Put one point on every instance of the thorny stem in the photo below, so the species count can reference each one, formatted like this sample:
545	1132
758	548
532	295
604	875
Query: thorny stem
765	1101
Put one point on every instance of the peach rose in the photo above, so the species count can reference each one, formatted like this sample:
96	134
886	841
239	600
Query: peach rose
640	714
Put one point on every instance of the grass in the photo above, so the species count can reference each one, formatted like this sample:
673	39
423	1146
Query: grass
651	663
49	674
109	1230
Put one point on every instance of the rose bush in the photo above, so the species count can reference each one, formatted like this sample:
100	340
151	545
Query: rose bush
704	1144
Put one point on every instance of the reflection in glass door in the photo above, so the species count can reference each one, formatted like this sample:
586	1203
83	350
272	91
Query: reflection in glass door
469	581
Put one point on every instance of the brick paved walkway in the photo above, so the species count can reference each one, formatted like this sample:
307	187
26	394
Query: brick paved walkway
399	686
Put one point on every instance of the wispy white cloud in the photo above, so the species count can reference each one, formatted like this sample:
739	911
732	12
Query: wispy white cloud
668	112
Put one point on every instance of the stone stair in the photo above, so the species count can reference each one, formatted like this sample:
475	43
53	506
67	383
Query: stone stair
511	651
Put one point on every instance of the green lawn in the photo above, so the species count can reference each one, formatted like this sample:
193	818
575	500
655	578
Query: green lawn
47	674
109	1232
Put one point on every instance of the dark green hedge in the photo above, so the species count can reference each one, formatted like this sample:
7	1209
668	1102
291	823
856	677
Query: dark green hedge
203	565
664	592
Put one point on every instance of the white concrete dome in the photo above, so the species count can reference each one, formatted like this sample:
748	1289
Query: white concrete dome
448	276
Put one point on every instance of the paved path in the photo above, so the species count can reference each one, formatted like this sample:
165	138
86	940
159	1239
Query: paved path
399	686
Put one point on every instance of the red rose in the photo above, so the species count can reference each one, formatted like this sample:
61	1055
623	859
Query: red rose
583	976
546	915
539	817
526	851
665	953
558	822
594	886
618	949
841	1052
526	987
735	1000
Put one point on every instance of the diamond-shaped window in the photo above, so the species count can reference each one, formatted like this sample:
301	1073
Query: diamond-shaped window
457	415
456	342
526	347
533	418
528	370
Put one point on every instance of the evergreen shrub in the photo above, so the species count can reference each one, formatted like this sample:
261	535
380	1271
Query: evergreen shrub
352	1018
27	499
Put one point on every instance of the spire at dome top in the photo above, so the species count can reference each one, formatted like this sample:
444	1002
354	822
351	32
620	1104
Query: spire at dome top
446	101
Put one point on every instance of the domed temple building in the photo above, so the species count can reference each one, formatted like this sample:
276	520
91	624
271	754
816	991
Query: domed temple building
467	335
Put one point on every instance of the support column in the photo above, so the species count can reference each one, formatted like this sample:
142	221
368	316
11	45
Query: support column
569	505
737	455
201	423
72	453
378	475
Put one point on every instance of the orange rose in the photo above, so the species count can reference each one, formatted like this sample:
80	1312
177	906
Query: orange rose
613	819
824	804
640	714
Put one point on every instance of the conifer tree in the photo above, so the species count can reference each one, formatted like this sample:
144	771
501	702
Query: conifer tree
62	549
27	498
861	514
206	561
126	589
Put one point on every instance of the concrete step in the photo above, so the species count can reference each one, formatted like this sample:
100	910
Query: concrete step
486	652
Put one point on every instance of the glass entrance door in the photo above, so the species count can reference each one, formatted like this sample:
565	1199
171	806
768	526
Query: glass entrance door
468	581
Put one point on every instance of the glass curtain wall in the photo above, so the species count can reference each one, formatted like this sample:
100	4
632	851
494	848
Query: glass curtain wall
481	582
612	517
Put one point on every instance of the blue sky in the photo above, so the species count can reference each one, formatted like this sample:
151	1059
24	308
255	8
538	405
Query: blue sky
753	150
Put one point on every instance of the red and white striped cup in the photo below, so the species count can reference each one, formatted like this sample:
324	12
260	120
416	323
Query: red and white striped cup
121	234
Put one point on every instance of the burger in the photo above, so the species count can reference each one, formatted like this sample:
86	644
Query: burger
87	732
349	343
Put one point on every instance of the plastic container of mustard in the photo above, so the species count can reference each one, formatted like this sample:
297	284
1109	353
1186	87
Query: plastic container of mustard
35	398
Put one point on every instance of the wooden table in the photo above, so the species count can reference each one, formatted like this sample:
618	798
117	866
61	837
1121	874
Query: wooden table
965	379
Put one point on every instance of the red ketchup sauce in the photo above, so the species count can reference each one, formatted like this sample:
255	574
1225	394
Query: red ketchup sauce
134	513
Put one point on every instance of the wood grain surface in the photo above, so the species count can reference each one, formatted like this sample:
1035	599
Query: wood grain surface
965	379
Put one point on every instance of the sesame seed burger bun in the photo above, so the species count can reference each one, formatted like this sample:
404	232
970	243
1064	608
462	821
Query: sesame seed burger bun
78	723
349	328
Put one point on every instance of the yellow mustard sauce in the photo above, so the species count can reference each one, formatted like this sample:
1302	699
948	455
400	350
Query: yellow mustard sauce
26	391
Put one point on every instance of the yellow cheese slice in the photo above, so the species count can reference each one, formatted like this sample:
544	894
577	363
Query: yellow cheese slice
************
### AIM OF THE EXERCISE
Rewrite every line of the records above as a numbered list, one line per item, omitting blank lines.

### SOLUTION TO THIS PROBLEM
1. Put one point on every instance of the thorny stem in the photo below, so the species count can reference each one, formatted like this sample:
2. 545	1132
3. 758	548
4. 532	295
5. 604	875
6. Query: thorny stem
7. 765	1101
8. Put one point on every instance of the peach rose in the photo above, so the species count can reference each one, formatted like this sample:
9. 96	134
10. 886	841
11. 239	600
12. Query: peach rose
13. 640	714
14. Put one point on every instance of the grass in the photo above, so the species count can reference each one, formatted like this sample:
15. 673	39
16. 423	1146
17. Query: grass
18. 651	663
19. 49	674
20. 109	1230
21. Put one point on every instance of the rose bush in the photo above, so the species count can reference each one, formatted like this sample:
22. 100	340
23. 151	545
24. Query: rose bush
25. 704	1144
26. Put one point on every instance of the reflection in glass door in the photo above, so the species count can reference each one, formatted like this sample:
27. 586	1203
28. 83	350
29. 272	91
30. Query: reflection in glass door
31. 469	581
32. Put one point on every instance of the brick paved walkway in the photo above, so the species count can reference each one, formatted like this sample:
33. 307	187
34. 26	394
35. Query: brick paved walkway
36. 399	686
37. Put one point on every instance of the wispy white cloud in the photo above, so the species count can reference each one, formatted like this sample:
38. 739	911
39. 732	12
40. Query: wispy white cloud
41. 668	112
42. Put one point on every instance of the stone stair in the photo above, so the species count can reference each one, formatted like this sample:
43. 475	43
44. 53	506
45. 67	383
46. Query: stone stair
47. 511	651
48. Put one point on every instance of the green lawn in the photo above, so the species count can reference each one, formatted like this sample:
49. 193	818
50. 575	500
51. 655	578
52. Query: green lawn
53. 47	674
54. 109	1232
55. Put one point on every instance of the dark green hedge in the photo above, so the species count can reference each one, formatted like this sample:
56. 7	1209
57. 668	1102
58. 291	823
59. 856	677
60. Query: dark green hedge
61. 203	565
62. 664	592
63. Put one point on every instance of the white concrete dome in the photo above, so the species count can reference each one, formatted like this sample:
64. 748	1289
65. Query: white concrete dome
66. 448	276
67. Put one point on every instance of the paved path in the photo above, so the species count can reference each one, formatted like this sample:
68. 165	138
69. 86	940
70. 159	1239
71. Query: paved path
72. 399	686
73. Put one point on every instance of the red rose in the photo above, so the species count can reference each one, formatted like this sample:
74. 61	1055
75. 623	859
76. Query: red rose
77. 583	976
78. 546	915
79. 539	817
80. 526	851
81. 665	953
82. 558	822
83. 594	886
84. 618	949
85. 841	1052
86. 526	987
87. 735	1000
88. Put one point on every instance of the diamond-shaped window in the photo above, so the species count can reference each one, formatted like this sample:
89. 301	1073
90. Query: diamond-shaped window
91. 457	415
92. 456	342
93. 526	347
94. 533	418
95. 528	370
96. Put one point on every instance of the evergreen shrub in the photo above, so the species count can reference each one, formatted like this sample:
97. 261	535
98. 380	1271
99. Query: evergreen shrub
100. 352	1018
101. 27	499
102. Put one point on every instance of the spire at dome top in the photo above, so the species count can reference each one, formatted like this sample:
103. 444	1002
104. 354	822
105. 351	32
106. 620	1104
107. Query: spire at dome top
108. 446	101
109. Put one point on every instance of the domed temple building in the photo above, so the species count can reference each one, formatted like this sample:
110. 276	520
111. 91	624
112. 271	754
113. 816	991
114. Query: domed temple building
115. 467	335
116. Put one point on every instance of the support column in the photo above, so the species count can reference each one, formatted like this sample:
117. 142	221
118. 368	316
119. 11	45
120. Query: support column
121. 569	505
122. 737	455
123. 201	423
124. 72	453
125. 378	475
126. Put one point on every instance of the orange rose in the photo above, so the species count can reference each one, formatted like this sample:
127. 80	1312
128. 177	906
129. Query: orange rose
130. 613	819
131. 824	804
132. 640	714
133. Put one point on every instance of the conifer tree in the photo above, so the species count can reference each one, formatted like this sample:
134. 144	771
135. 501	702
136. Query: conifer tree
137. 62	549
138. 27	498
139. 861	514
140. 206	561
141. 126	589
142. Put one point on every instance of the concrete step in the photo above, so the species count can reference each one, formatted like this sample:
143. 100	910
144. Query: concrete step
145. 486	652
146. Put one point on every instance of the glass entrance door in the photo above, so the species count can reference each one, formatted like this sample:
147. 565	1199
148. 171	806
149. 768	526
150. Query: glass entrance door
151. 468	581
152. Put one point on every instance of the glass curtain wall in the photo above, so the species count can reference each one, formatted like this sample:
153. 100	4
154. 632	851
155. 494	848
156. Query: glass curtain wall
157. 481	582
158. 612	517
159. Put one point on every instance of the blue sky in the photo above, so the species count can reference each one, formatted like this sample:
160. 151	1059
161. 24	308
162. 255	8
163. 538	405
164. Query: blue sky
165. 753	150
166. Put one point on every instance of the red and white striped cup in the photo below, so the species count can reference each one, formatted like this sample:
167. 324	12
168. 260	120
169. 416	323
170. Query: red and white striped cup
171. 121	234
172. Put one point on every instance of the burger in the photo above, so the species count can reference each one, formatted like this sample:
173. 86	644
174. Query: burger
175. 87	732
176. 349	343
177. Put one point on every instance of the plastic container of mustard in the photo above, so the species count can reference each one, formatted like this sample:
178. 297	284
179. 1109	353
180. 1186	87
181. Query: plastic container of mustard
182. 35	398
183. Put one point on every instance of the wooden table in the photo above, so the species count can reference each one, formatted like this sample:
184. 618	798
185. 117	866
186. 61	837
187. 1121	874
188. Query: wooden table
189. 965	379
190. Put one point on every instance of the red ketchup sauce in the photo above, so the species count can reference each one, formatted like this sample:
191. 255	574
192. 1225	394
193. Query: red ketchup sauce
194. 134	513
195. Put one point on every instance of the wood grain surface in the photo above, so the species count can reference each one, formatted like this sample:
196. 1035	599
197. Query: wood grain surface
198. 965	379
199. Put one point on every instance of the sesame seed burger bun in the photo above, so the species count can reference each one, formatted like this sample:
200. 404	232
201. 970	243
202. 1064	608
203. 462	821
204. Query: sesame seed burger bun
205. 78	723
206. 349	328
207. Put one point on every instance of the yellow mustard sauce in the photo above, so the species count can reference each one, formatted like this sample:
208. 1302	699
209. 948	455
210. 400	350
211. Query: yellow mustard sauce
212. 26	391
213. Put one point on every instance of the yellow cheese slice in the photo above, so the species count can reference each one, formatted like this sample:
214. 544	894
215. 577	363
216. Query: yellow cheese slice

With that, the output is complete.